• [MATERIAL TO PROCESS]:
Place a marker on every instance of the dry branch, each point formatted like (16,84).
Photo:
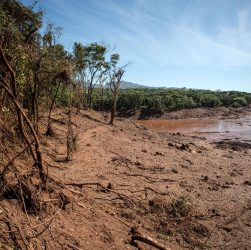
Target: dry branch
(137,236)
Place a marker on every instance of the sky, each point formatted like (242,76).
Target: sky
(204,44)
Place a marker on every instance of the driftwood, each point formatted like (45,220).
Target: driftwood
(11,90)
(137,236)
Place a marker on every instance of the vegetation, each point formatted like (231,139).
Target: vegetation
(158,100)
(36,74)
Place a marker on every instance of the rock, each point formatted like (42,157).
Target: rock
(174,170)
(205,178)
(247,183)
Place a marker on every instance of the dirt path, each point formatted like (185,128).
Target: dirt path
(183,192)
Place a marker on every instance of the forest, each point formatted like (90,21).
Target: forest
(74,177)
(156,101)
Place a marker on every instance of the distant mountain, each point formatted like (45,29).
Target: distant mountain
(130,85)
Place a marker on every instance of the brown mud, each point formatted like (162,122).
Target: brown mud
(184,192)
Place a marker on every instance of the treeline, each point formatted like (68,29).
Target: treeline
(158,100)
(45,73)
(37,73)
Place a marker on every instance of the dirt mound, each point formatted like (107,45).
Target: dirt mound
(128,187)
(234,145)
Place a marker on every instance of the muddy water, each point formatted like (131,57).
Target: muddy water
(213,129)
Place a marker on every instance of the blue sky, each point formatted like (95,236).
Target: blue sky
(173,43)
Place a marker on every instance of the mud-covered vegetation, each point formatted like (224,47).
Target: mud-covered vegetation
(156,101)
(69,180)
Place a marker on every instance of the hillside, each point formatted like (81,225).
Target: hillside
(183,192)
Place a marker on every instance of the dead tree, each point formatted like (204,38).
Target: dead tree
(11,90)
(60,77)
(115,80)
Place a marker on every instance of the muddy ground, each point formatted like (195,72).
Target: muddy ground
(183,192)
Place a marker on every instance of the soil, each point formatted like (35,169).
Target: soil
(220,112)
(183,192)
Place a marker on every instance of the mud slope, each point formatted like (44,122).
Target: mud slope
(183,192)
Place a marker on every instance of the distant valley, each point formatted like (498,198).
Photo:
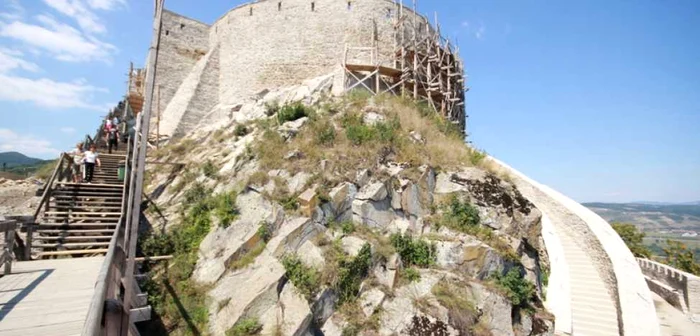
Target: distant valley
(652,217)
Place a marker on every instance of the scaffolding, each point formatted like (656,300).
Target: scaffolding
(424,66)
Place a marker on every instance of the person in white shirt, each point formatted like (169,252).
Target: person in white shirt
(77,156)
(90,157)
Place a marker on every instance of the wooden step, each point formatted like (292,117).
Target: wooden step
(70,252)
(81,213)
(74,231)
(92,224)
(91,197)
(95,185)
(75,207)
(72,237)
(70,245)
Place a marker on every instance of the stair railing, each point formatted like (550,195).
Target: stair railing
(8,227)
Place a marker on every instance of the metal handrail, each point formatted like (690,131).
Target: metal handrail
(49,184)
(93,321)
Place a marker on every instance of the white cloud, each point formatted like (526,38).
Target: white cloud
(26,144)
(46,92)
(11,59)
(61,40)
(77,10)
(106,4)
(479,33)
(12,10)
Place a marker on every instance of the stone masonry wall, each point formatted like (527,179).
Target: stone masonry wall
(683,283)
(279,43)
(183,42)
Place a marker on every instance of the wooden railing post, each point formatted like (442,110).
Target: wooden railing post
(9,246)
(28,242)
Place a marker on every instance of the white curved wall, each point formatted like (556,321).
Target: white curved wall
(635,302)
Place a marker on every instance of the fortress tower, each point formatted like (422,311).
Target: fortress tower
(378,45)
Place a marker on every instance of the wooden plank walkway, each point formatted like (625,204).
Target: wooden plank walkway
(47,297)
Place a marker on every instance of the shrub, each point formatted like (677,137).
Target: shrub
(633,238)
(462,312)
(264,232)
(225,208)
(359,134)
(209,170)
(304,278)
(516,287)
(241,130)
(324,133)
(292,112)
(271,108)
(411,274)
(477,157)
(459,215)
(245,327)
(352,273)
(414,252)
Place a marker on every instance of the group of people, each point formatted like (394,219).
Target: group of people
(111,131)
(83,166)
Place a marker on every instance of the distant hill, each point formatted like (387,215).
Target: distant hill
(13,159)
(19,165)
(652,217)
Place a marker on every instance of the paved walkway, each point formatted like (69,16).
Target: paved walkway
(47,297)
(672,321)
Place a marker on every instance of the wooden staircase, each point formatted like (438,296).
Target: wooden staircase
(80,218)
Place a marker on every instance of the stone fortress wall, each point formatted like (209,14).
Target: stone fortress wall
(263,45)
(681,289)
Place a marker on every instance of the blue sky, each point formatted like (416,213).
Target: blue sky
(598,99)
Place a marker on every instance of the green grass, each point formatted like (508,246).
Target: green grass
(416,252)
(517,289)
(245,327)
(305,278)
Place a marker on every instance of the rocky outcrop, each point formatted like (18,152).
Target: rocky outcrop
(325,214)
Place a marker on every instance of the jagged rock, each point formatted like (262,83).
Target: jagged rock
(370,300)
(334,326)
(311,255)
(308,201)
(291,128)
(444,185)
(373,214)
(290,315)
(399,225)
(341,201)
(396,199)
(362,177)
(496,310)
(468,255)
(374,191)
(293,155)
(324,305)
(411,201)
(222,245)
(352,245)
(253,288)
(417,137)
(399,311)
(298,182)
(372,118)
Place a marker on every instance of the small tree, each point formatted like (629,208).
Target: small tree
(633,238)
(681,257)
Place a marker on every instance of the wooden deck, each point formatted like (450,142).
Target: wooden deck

• [WHAT THE TASK REQUIRES]: Restate the records above verbatim. Pictures stay out.

• [YOUR RESPONSE]:
Place a marker on every instance of the dry branch, each point formatted like (16,84).
Photo:
Target: dry branch
(137,236)
Place a marker on every instance of the sky, each point formatted like (242,76).
Target: sky
(204,44)
Place a marker on every instance of the driftwood, each point formatted like (45,220).
Target: driftwood
(11,90)
(137,236)
Place a marker on every instance of the vegetation, each point formatted like (231,139).
Target: vegetation
(158,100)
(36,74)
Place a marker on every instance of the rock, each point formatted like (42,157).
Target: rock
(174,170)
(205,178)
(247,183)
Place a marker on every instance of the dirt path, each point formatted like (185,128).
Target: dirt path
(183,192)
Place a marker on every instance of the forest, each point formatted like (90,21).
Target: forest
(74,177)
(156,101)
Place a marker on every instance of the distant mountain, each point formatted like (45,29).
Target: distant mountain
(130,85)
Place a marker on every instance of the brown mud, each point formatted like (162,122).
Target: brown mud
(184,192)
Place a marker on every instance of the treeline, each point formatted like (68,29).
Target: treeline
(158,100)
(45,73)
(37,73)
Place a marker on every instance of the dirt mound, each point formatted like (107,45).
Target: dirt mound
(128,187)
(234,145)
Place a marker on every instance of the muddy water, each point formatted like (131,57).
Target: muddy water
(213,129)
Place a marker on every instance of the blue sky, each point formatted like (95,236).
Target: blue sky
(173,43)
Place a marker on every instance of the mud-covered vegetation, each point formatted like (224,47).
Target: mud-covered vegetation
(156,101)
(69,180)
Place a marker on every instance of the hillside, each point formatted like (81,225).
Target: hillside
(183,192)
Place a marker on every instance of the dead tree, each point formatted like (204,38).
Target: dead tree
(11,90)
(60,77)
(115,80)
Place a marker on every instance of the muddy ground, each point formatted like (195,72).
Target: muddy ground
(183,192)
Place a marker on every instance of the soil, each point formatted like (35,169).
Target: soil
(220,112)
(183,192)
Place a marker on every instance of the mud slope, each point formatted like (44,122).
Target: mud slope
(183,192)
Place a marker on every instance of the distant valley, each point formatted like (498,198).
Photo:
Target: distant valley
(652,217)
Place a marker on every instance of the scaffolding, each point formatted like (656,300).
Target: scaffolding
(424,66)
Place a marker on every instance of the person in white shirt, each point formatted like (169,252).
Target: person in white shirt
(77,156)
(90,157)
Place a marker on every instance of the wooden step, each point formatted like (292,117).
Target: wooden step
(70,252)
(81,213)
(74,231)
(92,224)
(91,197)
(95,185)
(75,207)
(72,237)
(70,245)
Place a marker on every instance of the stair railing, each point formatted like (550,195).
Target: stair railing
(8,227)
Place a marker on every instance of the metal handrail, each point formatted like (690,131).
Target: metal handrail
(49,184)
(93,321)
Place a marker on every instance of the white cloud, each point formatted like (526,38).
Target: white cloud
(26,144)
(46,92)
(11,59)
(61,40)
(77,10)
(106,4)
(479,33)
(12,10)
Place a marker on every instance of the stone masonry wall, each point formatted like (527,179).
Target: stone masonry wall
(683,283)
(279,43)
(183,42)
Place a marker on every instance of the wooden railing post, each point formatted like (442,110).
Target: wooden railing post
(9,246)
(28,242)
Place a marker on every instance of the white curved wall, each point formatted like (556,321).
Target: white curved wall
(635,302)
Place a marker on every instance of the fortress tower, each point formatted like (422,311).
Target: fortress tower
(378,45)
Place a marker on every instance of the wooden plank walkway, each point formatted like (625,204).
Target: wooden plank walkway
(47,297)
Place a marker on every instance of the shrub, each point formatted like (677,137).
Target: shrub
(633,238)
(462,312)
(264,232)
(225,208)
(359,134)
(209,170)
(304,278)
(516,287)
(241,130)
(324,133)
(292,112)
(271,108)
(411,274)
(477,157)
(459,215)
(245,327)
(352,273)
(414,252)
Place a marker on every instance of the group of people, each point formatted like (394,219).
Target: group of people
(111,131)
(83,166)
Place a marker on every instance of the distant hill, each point formatted like (387,215).
Target: distant hill
(13,159)
(19,165)
(652,217)
Place a marker on every instance of the paved walkway, each point formatted like (69,16).
Target: paved walkway
(47,297)
(672,321)
Place a marker on every instance of the wooden staircase, each point formatted like (438,296).
Target: wooden staircase
(80,218)
Place a marker on every instance of the stone fortress wall, each point formatted like (209,14).
Target: stone fortress wall
(263,45)
(681,289)
Place a marker on every instance of the blue sky, each point formatted like (416,213).
Target: blue sky
(598,99)
Place a marker on every instance of the green grass, each point formatted like (508,246).
Target: green grass
(416,252)
(517,289)
(245,327)
(305,278)
Place a marker on every instance of the rocky outcrop, each point formatted like (18,152).
Target: rocky outcrop
(325,214)
Place a marker on every instance of the jagged rock, each point formatted like (262,83).
Target: jagged rock
(370,300)
(334,326)
(311,255)
(308,201)
(291,128)
(444,185)
(373,214)
(290,315)
(399,225)
(341,201)
(396,199)
(362,177)
(496,310)
(468,255)
(374,191)
(293,155)
(324,305)
(411,201)
(222,245)
(352,245)
(253,288)
(417,137)
(399,311)
(298,182)
(372,118)
Place a marker on every instance of the small tree, each point formatted like (629,208).
Target: small tree
(633,238)
(681,257)
Place a marker on every instance of the wooden deck, each point formatted like (450,142).
Target: wooden deck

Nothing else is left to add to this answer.